── SUPPLIED MATERIAL

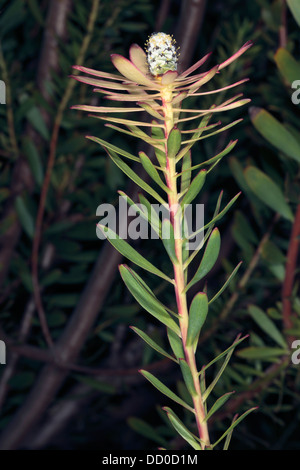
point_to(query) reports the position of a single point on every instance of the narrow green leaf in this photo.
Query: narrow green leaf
(176, 344)
(182, 429)
(158, 133)
(267, 325)
(174, 142)
(152, 172)
(224, 353)
(218, 375)
(146, 298)
(146, 430)
(152, 215)
(275, 133)
(233, 425)
(129, 252)
(209, 258)
(112, 147)
(220, 402)
(165, 390)
(197, 134)
(186, 172)
(215, 218)
(268, 191)
(226, 283)
(207, 235)
(212, 160)
(132, 175)
(194, 188)
(34, 159)
(138, 209)
(149, 108)
(26, 218)
(287, 65)
(187, 376)
(168, 239)
(197, 315)
(152, 343)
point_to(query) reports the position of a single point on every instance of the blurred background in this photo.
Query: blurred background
(71, 377)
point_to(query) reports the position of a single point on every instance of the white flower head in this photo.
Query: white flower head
(161, 53)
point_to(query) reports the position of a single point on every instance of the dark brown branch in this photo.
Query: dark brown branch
(74, 336)
(188, 29)
(290, 268)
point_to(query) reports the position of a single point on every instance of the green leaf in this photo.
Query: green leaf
(194, 188)
(224, 353)
(226, 283)
(220, 402)
(268, 191)
(209, 258)
(197, 315)
(146, 298)
(158, 133)
(233, 425)
(187, 376)
(168, 239)
(152, 215)
(295, 9)
(181, 429)
(174, 142)
(267, 325)
(186, 172)
(218, 375)
(165, 390)
(112, 147)
(287, 65)
(215, 218)
(152, 172)
(26, 219)
(152, 343)
(126, 250)
(176, 344)
(132, 175)
(146, 430)
(275, 133)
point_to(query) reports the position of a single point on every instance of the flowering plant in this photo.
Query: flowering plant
(152, 82)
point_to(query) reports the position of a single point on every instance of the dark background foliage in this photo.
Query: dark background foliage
(73, 382)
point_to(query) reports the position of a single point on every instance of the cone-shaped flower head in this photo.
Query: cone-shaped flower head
(161, 53)
(152, 83)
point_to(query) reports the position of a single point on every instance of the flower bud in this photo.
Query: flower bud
(161, 53)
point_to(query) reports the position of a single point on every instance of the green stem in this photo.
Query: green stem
(179, 276)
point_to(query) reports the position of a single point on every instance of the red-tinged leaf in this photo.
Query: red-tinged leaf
(138, 58)
(98, 73)
(194, 67)
(169, 77)
(100, 83)
(207, 76)
(131, 72)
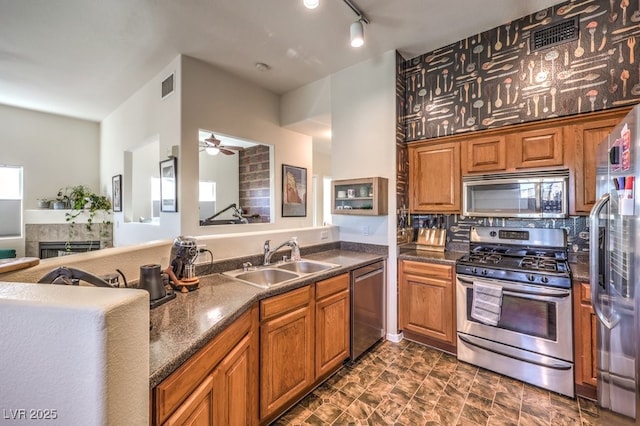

────

• [SHORT TASK]:
Reproduce every line of the data from the line containing "branch in this photo." through the end of the data, inclusive, leaving each line unchanged except that 138 is added to every coordinate value. Omit the pictures.

• [RESULT OF THIS TASK]:
point_to(query) reports the position of a single point on every instance of the dark brown branch in this photo.
Query: dark brown branch
(212, 474)
(326, 167)
(428, 406)
point_to(query) reports the position of a single point on every instance of the green leaf in this photo.
Query: green leaf
(332, 326)
(362, 491)
(364, 421)
(358, 540)
(406, 329)
(347, 396)
(335, 453)
(284, 436)
(296, 271)
(371, 563)
(325, 514)
(306, 377)
(290, 353)
(433, 147)
(319, 567)
(312, 280)
(405, 463)
(324, 310)
(356, 513)
(303, 528)
(250, 285)
(425, 203)
(353, 356)
(290, 310)
(164, 357)
(290, 481)
(264, 388)
(314, 482)
(270, 313)
(284, 568)
(413, 271)
point_to(query) reports the position of a single point on every instance of the flowering plant in this photo.
Query: flowering plant
(290, 220)
point_to(query) reports the position of a single point on every instance of the dark background foliage in this photo.
Query: dark background foliage
(211, 520)
point_to(query) reports the position of a single point on every instance of the cone-shaped flower head in this photo.
Query: cone-shaped flower head
(299, 191)
(290, 221)
point_to(query) reports the position of a single point on every instance of the flower bud in this photo.
Query: flower bud
(299, 191)
point_to(query) reports the position of a single point on every instance of the green stem in this photo.
Query: green stem
(317, 414)
point_to(query) reports the position of a single point on every instance of the red-tinged leaf in this photo.
Query: red-tinged leaf
(276, 196)
(236, 211)
(332, 205)
(307, 215)
(238, 221)
(345, 214)
(269, 210)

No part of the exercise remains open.